Lines from a dataset:
● ● ● ●
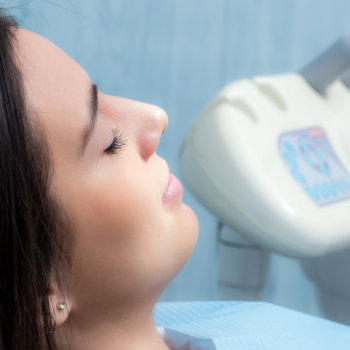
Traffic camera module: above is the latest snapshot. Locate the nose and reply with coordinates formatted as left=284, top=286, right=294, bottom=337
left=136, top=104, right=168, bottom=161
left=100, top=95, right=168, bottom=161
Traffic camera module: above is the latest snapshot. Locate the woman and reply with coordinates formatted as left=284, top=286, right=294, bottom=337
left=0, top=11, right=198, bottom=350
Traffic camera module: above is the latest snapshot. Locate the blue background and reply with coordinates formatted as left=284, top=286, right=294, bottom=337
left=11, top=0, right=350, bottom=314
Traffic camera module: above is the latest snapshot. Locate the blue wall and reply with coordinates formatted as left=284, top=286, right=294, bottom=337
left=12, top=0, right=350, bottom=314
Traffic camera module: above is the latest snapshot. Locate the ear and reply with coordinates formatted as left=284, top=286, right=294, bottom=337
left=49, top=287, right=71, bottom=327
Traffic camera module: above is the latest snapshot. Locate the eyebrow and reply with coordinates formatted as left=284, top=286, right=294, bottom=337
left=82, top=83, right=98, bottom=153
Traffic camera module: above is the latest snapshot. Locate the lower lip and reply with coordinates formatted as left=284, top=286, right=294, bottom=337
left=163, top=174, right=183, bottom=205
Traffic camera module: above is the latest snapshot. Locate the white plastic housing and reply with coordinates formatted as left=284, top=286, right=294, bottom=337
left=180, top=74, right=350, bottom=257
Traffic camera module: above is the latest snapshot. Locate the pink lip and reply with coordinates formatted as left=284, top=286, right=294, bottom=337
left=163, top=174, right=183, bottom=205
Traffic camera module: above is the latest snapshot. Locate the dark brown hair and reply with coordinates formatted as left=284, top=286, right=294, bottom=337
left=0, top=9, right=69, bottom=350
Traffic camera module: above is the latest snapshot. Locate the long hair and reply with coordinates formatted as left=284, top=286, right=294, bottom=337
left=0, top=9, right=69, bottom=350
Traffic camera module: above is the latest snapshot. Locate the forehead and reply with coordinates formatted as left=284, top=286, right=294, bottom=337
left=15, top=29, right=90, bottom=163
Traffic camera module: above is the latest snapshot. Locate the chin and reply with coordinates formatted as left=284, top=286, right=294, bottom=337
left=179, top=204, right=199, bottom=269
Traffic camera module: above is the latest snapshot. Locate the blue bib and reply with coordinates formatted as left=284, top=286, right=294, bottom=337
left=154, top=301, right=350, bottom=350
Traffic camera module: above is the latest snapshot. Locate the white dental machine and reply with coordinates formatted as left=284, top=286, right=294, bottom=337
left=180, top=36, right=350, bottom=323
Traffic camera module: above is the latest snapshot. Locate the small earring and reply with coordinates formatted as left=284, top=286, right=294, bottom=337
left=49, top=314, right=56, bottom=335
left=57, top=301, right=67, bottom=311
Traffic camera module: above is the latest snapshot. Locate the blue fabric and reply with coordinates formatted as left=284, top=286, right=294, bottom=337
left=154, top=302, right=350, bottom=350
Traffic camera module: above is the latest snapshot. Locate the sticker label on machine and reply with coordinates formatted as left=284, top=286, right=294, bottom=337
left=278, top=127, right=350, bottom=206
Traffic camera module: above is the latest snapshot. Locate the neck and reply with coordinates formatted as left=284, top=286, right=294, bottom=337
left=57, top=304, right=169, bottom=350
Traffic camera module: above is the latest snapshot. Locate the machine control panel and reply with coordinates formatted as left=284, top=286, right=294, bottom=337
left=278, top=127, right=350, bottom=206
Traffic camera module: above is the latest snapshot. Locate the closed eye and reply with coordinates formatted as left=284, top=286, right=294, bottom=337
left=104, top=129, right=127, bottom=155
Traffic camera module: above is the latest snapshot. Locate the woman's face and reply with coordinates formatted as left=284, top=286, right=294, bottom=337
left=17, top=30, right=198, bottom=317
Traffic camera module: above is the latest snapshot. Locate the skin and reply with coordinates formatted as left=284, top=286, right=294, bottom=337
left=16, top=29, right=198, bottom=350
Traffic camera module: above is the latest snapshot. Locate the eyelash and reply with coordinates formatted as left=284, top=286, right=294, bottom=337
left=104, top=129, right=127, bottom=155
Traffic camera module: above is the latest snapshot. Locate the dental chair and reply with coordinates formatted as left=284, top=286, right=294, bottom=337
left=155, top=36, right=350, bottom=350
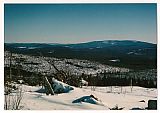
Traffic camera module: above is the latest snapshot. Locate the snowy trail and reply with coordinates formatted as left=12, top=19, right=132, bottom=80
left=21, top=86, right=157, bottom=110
● ● ● ●
◆ **TASK PROMPT**
Turn the lines from the one containing "Locate the skin" through the end of the records into a Markdown table with the columns Row and Line, numbering each row and skipping blank lines. Leave the pictures out.

◆ **TASK SOLUTION**
| Row | Line |
|---|---|
| 1 | Traffic camera module: above is the latest snapshot. Locate the skin and reply with coordinates formatted as left=284, top=286, right=294, bottom=337 |
| 2 | left=16, top=29, right=198, bottom=350 |
| 3 | Traffic camera module: above is the latest snapshot. Locate the eyelash and reply with coordinates formatted as left=284, top=286, right=294, bottom=337 |
| 4 | left=104, top=129, right=127, bottom=155 |
| 5 | Traffic camera module: above is the latest snapshot. Locate the dental chair and reply with coordinates formatted as left=284, top=286, right=294, bottom=337 |
| 6 | left=155, top=36, right=350, bottom=350 |
| 7 | Traffic camera module: above is the latest snapshot. Locate the snowy trail and reply with coordinates formatted as left=12, top=19, right=132, bottom=80 |
| 8 | left=21, top=86, right=157, bottom=110 |